**ABOUT THIS EXERCISE:**
Print all the entries verbatim.

**DATA SUPPLIED:**

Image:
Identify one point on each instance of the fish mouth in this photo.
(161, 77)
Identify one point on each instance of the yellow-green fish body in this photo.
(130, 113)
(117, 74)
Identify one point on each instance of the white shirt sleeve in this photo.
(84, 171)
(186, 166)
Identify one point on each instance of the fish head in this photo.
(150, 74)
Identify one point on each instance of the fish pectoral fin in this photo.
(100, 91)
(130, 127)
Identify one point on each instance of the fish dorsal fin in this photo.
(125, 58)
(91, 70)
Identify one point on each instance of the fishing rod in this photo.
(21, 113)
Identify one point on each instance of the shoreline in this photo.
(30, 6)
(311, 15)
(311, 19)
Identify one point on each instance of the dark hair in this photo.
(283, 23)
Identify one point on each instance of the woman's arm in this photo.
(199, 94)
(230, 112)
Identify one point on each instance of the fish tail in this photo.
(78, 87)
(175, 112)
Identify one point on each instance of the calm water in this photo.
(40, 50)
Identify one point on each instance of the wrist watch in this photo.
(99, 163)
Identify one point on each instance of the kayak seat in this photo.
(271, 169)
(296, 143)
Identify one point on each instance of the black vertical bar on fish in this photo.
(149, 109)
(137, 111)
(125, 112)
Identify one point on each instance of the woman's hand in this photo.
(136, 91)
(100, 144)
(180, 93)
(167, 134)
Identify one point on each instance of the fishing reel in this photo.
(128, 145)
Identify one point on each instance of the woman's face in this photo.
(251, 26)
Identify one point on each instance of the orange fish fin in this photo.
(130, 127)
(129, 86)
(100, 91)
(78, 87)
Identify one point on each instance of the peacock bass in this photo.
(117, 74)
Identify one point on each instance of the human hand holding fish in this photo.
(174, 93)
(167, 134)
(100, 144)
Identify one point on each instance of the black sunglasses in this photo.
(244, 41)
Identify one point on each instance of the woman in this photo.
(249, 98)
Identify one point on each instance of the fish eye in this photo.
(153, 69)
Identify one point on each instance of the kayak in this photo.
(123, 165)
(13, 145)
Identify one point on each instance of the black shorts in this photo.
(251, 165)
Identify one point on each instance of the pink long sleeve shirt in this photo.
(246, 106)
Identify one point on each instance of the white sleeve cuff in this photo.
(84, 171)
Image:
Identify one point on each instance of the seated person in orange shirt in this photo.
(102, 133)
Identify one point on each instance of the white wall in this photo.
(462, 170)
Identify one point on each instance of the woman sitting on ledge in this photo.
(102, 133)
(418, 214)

**SOLVED EXERCISE:**
Image:
Identify one point on each instance of the fish mouth in this photo.
(161, 77)
Identify one point on each instance of the yellow-green fish body in this photo.
(130, 113)
(117, 74)
Identify one point on each instance of the white shirt sleeve in this photo.
(84, 171)
(186, 166)
Identify one point on each instance of the fish head in this photo.
(150, 74)
Identify one point on each instance of the fish pectoral fin in this photo.
(100, 91)
(130, 127)
Identify one point on each instance of the fish dorsal fin in this photo.
(125, 58)
(91, 70)
Identify one point on each instance of the fishing rod in this photo.
(21, 113)
Identify one point on each instance of the shoreline in this photo.
(30, 6)
(311, 15)
(311, 19)
Identify one point on each instance of the dark hair in this photo.
(283, 23)
Identify one point on each instance of the woman's arm in this photo.
(199, 94)
(230, 112)
Identify one point on each instance of the fish tail in this photo.
(78, 87)
(175, 112)
Identify one point on each instance of the calm water in this photo.
(40, 50)
Identify one point on each instance of the wrist watch in this photo.
(99, 163)
Identify one point on each instance of the kayak seat in this photo.
(271, 169)
(296, 143)
Identify one point on each instance of the black vertical bar on fish in this photo.
(149, 109)
(137, 111)
(125, 112)
Identify one point on each instance of the woman's hand in this photo.
(136, 91)
(100, 144)
(180, 93)
(167, 134)
Identify one point on each instance of the fishing reel in this photo.
(128, 145)
Identify one point on each instance of the woman's face in this photo.
(251, 26)
Identify one point on each instance of the orange fish fin in this photo.
(130, 127)
(129, 86)
(100, 91)
(78, 87)
Identify one point on each instance of the peacock bass in this photo.
(117, 74)
Identify one point on each instance of the human hand holding fish in this photo.
(174, 93)
(167, 134)
(100, 144)
Identify one point on each instance of the black sunglasses in this photo.
(244, 41)
Identify one point on each instance of the woman in this photo.
(249, 98)
Identify one point on each instance of the fish eye in this photo.
(153, 69)
Identify one point on each instance of the kayak in this photo.
(123, 165)
(13, 145)
Identify one point on each instance of the black shorts in this photo.
(251, 165)
Identify one point on each instance of the pink long sleeve shirt in this photo.
(246, 106)
Identify one point on each instance of the white sleeve cuff in this photo.
(84, 171)
Image:
Identify one point on each instance of the seated person in orange shirt in this photo.
(102, 133)
Identify one point on each instance of the white wall in this photo.
(462, 170)
Identify one point on each instance of the woman sitting on ledge in this photo.
(102, 133)
(418, 214)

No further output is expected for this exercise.